(Pointing dataset items)
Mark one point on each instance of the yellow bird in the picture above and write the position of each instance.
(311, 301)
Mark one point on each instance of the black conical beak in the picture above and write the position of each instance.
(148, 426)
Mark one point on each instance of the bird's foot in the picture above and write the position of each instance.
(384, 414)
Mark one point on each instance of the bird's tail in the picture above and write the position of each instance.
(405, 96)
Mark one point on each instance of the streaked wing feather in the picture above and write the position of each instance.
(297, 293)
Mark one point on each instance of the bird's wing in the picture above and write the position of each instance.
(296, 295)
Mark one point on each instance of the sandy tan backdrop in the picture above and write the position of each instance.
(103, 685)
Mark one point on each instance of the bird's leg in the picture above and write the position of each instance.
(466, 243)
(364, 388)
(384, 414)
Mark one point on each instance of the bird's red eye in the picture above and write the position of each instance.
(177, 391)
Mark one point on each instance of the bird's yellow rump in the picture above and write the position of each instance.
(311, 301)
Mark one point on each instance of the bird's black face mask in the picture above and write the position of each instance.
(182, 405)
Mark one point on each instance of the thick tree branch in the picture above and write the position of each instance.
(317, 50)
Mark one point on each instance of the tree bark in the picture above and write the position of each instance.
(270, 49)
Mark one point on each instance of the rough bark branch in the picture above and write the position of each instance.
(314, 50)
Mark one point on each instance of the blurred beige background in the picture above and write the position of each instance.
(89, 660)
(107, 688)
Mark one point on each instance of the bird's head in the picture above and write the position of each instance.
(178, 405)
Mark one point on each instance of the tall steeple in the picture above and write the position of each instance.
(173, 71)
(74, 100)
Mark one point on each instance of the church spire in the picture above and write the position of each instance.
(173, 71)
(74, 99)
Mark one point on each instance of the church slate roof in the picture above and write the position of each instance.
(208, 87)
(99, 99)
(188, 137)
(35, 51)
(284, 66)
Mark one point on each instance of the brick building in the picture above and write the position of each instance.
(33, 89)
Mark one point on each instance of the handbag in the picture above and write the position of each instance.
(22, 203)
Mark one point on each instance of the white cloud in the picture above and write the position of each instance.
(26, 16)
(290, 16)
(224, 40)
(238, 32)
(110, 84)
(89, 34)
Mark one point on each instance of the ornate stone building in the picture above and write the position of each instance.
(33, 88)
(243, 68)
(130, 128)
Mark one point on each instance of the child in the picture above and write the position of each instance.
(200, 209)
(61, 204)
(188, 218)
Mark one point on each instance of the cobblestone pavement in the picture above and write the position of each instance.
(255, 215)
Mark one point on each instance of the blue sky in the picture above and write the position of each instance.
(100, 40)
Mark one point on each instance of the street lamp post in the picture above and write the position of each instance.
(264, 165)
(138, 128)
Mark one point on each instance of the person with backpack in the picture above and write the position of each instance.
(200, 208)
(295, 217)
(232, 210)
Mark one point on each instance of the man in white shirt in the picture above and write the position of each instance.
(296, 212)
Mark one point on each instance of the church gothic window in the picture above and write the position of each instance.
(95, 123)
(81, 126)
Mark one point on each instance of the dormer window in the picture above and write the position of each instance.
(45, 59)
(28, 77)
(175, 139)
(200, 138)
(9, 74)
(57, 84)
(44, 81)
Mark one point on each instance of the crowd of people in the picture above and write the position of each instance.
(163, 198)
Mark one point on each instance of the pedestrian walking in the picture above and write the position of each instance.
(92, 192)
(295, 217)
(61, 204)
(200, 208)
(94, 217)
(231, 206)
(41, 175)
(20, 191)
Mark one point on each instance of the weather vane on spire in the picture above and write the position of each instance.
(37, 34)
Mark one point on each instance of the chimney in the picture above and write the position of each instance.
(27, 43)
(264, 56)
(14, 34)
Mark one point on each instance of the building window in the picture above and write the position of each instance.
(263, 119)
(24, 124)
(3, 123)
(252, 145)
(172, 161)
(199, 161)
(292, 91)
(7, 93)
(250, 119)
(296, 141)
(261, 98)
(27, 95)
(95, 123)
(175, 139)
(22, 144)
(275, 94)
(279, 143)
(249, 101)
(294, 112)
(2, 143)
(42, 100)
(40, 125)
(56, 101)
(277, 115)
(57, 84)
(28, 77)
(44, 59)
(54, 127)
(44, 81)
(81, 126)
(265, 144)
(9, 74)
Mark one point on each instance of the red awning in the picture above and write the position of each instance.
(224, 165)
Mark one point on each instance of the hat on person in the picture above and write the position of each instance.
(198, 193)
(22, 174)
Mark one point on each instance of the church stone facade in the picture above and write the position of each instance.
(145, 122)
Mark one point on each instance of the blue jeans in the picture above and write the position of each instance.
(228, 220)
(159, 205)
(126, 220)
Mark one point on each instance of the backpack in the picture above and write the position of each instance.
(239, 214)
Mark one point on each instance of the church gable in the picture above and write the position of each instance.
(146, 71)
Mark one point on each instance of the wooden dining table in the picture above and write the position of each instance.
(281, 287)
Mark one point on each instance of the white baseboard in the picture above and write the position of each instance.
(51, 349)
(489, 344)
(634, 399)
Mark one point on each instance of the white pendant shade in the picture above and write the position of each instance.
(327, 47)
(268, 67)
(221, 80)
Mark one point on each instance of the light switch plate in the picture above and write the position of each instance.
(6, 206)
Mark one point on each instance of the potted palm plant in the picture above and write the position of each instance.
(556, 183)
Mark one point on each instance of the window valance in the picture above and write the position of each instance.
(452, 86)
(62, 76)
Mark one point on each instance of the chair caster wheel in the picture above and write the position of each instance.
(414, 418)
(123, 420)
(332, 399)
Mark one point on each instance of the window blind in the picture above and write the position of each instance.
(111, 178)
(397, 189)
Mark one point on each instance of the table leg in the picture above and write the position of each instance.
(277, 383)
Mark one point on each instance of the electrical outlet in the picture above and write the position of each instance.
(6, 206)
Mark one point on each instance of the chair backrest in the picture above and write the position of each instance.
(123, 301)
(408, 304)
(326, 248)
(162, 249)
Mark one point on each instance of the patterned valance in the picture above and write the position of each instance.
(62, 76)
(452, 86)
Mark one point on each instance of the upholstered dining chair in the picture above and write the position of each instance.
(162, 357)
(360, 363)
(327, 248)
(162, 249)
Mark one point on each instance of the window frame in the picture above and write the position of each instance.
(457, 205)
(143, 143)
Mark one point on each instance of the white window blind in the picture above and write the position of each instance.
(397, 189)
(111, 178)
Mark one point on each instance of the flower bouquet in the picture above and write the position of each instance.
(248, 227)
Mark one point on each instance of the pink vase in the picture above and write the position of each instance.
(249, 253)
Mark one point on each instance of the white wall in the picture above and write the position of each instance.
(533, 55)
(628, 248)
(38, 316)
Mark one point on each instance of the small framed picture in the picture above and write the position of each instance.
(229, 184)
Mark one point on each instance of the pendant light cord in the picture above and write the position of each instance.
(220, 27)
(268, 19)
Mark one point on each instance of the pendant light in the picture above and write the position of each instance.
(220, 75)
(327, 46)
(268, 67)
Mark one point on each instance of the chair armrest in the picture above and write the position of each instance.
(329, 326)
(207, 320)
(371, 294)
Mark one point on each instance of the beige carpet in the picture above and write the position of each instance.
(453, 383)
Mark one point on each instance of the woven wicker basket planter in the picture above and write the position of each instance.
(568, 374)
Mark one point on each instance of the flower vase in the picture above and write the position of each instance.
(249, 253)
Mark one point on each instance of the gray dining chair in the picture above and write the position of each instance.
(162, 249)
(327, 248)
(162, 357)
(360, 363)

#### Task directions
Print every one of the items above, reproducing each line verbatim.

#### Result for this exercise
Mark one point on each instance of the yellow bird in the picture above and write the position of each instance.
(311, 301)
Mark one point on each instance of the black conical beak in the picture above and write the position of each instance.
(148, 426)
Mark one point on each instance of the bird's foot in the picture above and write the position of each instance.
(384, 414)
Mark one point on each instance of the bird's tail in the picture above and write the position of each instance.
(405, 96)
Mark one point on each instance of the streaked wing feather in the picture above and write the position of each instance.
(297, 293)
Mark one point on each instance of the bird's wing in the picture above and write the position of each instance.
(296, 295)
Mark one point on each instance of the sandy tan backdrop in the picture above and write the position of each instance.
(103, 685)
Mark one point on each instance of the bird's leg in the picture above and write the position of each instance.
(466, 243)
(364, 388)
(384, 414)
Mark one point on each instance of the bird's red eye in the picture above and write the position of each instance.
(177, 391)
Mark one point on each instance of the bird's yellow rump in the picture above and write the position of each instance.
(311, 301)
Mark one point on each instance of the bird's black face mask in the picture above and write the position of each instance.
(182, 405)
Mark one point on each instance of the thick tree branch in the picture above and write the position of each instance.
(317, 50)
Mark one point on each instance of the tree bark in the picture above and write the position of each instance.
(270, 49)
Mark one point on each instance of the rough bark branch in the picture above and write the position of each instance.
(314, 50)
Mark one point on each instance of the blurred beige background in the picture above and write the position of each instance.
(89, 660)
(107, 688)
Mark one point on each instance of the bird's head in the picture above and write the position of each instance.
(178, 405)
Mark one point on each instance of the tall steeple in the picture above and write the position of each instance.
(173, 71)
(74, 100)
Mark one point on each instance of the church spire in the picture above and write the position of each instance.
(173, 71)
(74, 99)
Mark one point on each instance of the church slate roof in the picture above and write the position of each instance.
(208, 87)
(99, 99)
(188, 137)
(35, 51)
(284, 66)
Mark one point on each instance of the brick building in the picture above and write the position of each instance.
(33, 89)
Mark one point on each instance of the handbag in the picture above and write the position of each instance.
(22, 203)
Mark one point on each instance of the white cloud in the picture above and write the position of each instance.
(26, 16)
(290, 16)
(224, 40)
(238, 32)
(110, 84)
(89, 34)
Mark one point on each instance of the ornate stone building in the picture above and write the position of each instance.
(33, 88)
(243, 68)
(130, 128)
Mark one point on each instance of the child in the picture above and write the position of each instance.
(200, 209)
(61, 204)
(188, 218)
Mark one point on each instance of the cobblestone pavement in the picture above and write the position of each instance.
(255, 215)
Mark one point on each instance of the blue sky in the picture above and write the position of each instance.
(100, 40)
Mark one point on each instance of the street lamp post in the picture above and write the position of each instance.
(264, 165)
(138, 128)
Mark one point on each instance of the person with backpack in the picture above and write the position of each instance.
(200, 208)
(295, 217)
(232, 210)
Mark one point on each instance of the man in white shirt in the picture above and write the position of each instance.
(296, 212)
Mark one point on each instance of the church gothic window in the picture above and write the position of each instance.
(95, 123)
(81, 126)
Mark one point on each instance of the dormer window in the picture above and write the position of each instance.
(45, 59)
(28, 77)
(175, 139)
(200, 138)
(9, 74)
(57, 84)
(44, 81)
Mark one point on each instance of the crowd of people in the picture above and write the position of each instance.
(163, 198)
Mark one point on each instance of the pedestrian walking in the picture above and write the position of each instance.
(92, 192)
(295, 217)
(61, 204)
(200, 208)
(94, 217)
(231, 206)
(41, 175)
(20, 191)
Mark one point on each instance of the weather vane on spire in the picture above and write the position of each instance.
(37, 34)
Mark one point on each instance of the chimney in the picture above and write the position of each instance.
(27, 43)
(264, 56)
(14, 34)
Mark one point on each instance of the building window in the picture above and write the position of each instance.
(263, 119)
(24, 124)
(3, 123)
(252, 145)
(172, 161)
(199, 161)
(292, 91)
(7, 93)
(250, 119)
(296, 141)
(261, 98)
(27, 95)
(95, 123)
(175, 139)
(22, 144)
(275, 94)
(279, 143)
(249, 101)
(294, 112)
(2, 143)
(42, 100)
(40, 125)
(56, 101)
(277, 115)
(57, 84)
(28, 77)
(44, 59)
(54, 127)
(44, 81)
(81, 126)
(265, 144)
(9, 74)
Mark one point on each instance of the red awning in the picture above and write the position of each instance.
(224, 165)
Mark one point on each instance of the hat on person in the picture above and write the position of each instance.
(198, 193)
(22, 174)
Mark one point on each instance of the church stone facade in the picture above and write the position of each instance.
(145, 122)
Mark one point on each instance of the blue jeans in the picture above and write the position of each instance.
(228, 220)
(159, 205)
(126, 220)
Mark one point on each instance of the backpack in the picture above and write the position of each instance.
(239, 214)
Mark one point on each instance of the church gable in the picture above and write the position of each instance.
(146, 71)
Mark one point on each instance of the wooden dining table in the picture above and write the position of each instance.
(281, 287)
Mark one point on each instance of the white baseboard in the picture above and write the position of each instance.
(51, 349)
(489, 344)
(634, 399)
Mark one point on each instance of the white pendant shade in the picture above and write the position of each instance.
(327, 47)
(268, 67)
(221, 80)
Mark one point on each instance of the light switch plate in the picture above and write the position of each instance.
(6, 206)
Mark one point on each instance of the potted palm plant in the picture above and write the position of each instance.
(556, 183)
Mark one point on each instance of the window valance in the picture above and write the position of each instance.
(452, 86)
(62, 76)
Mark one point on each instance of the chair caster wheel in the picture above and write the position of each instance.
(414, 418)
(123, 420)
(332, 399)
Mark one point on each instance of the window blind in the picture above and write the position of each instance.
(111, 178)
(397, 189)
Mark one point on each instance of the table leg in the picture above and write the position of each instance.
(277, 383)
Mark one point on each instance of the electrical outlet in the picture above and write the position of each instance.
(6, 206)
Mark one point on each instance of the chair backrest in the picture above and write the position of each instance.
(123, 301)
(408, 304)
(326, 248)
(162, 249)
Mark one point on each instance of the patterned valance in the picture above and write the position of each instance.
(62, 76)
(452, 86)
Mark one point on each instance of the upholstered dining chair in the picture above and write the position of each instance.
(162, 357)
(360, 363)
(327, 248)
(162, 249)
Mark one point on each instance of the window frame in the picture above and write the position of each instance.
(457, 205)
(143, 143)
Mark one point on each instance of the white window blind in the picture above and write the position of each instance.
(397, 189)
(111, 178)
Mark one point on each instance of the flower bouquet in the picture above and write the position of each instance.
(248, 227)
Mark one point on each instance of the pink vase in the picture above and write the position of each instance.
(249, 253)
Mark one point on each instance of the white wall in the picture above and write the position of each instance.
(533, 55)
(628, 248)
(38, 316)
Mark one point on each instance of the small framed picture in the picture above and write the position of each instance.
(229, 184)
Mark one point on each instance of the pendant light cord in the picture above and write the position of each instance.
(220, 27)
(268, 19)
Mark one point on each instance of the pendant light in the picture above and write the position of each instance.
(220, 75)
(327, 46)
(268, 67)
Mark one point on each instance of the chair armrest in the picture above and write the position of each instance.
(329, 326)
(207, 320)
(371, 294)
Mark one point on each instance of the beige carpet in the picture above and write the position of each instance.
(453, 383)
Mark one point on each instance of the woven wicker basket planter in the picture above and write the position of each instance.
(568, 374)
Mark one point on each instance of the flower vase in the picture above and write the position of each instance.
(249, 253)
Mark one point on each instance of the gray dining chair in the picture above and write the position of each instance.
(162, 249)
(327, 248)
(162, 357)
(360, 363)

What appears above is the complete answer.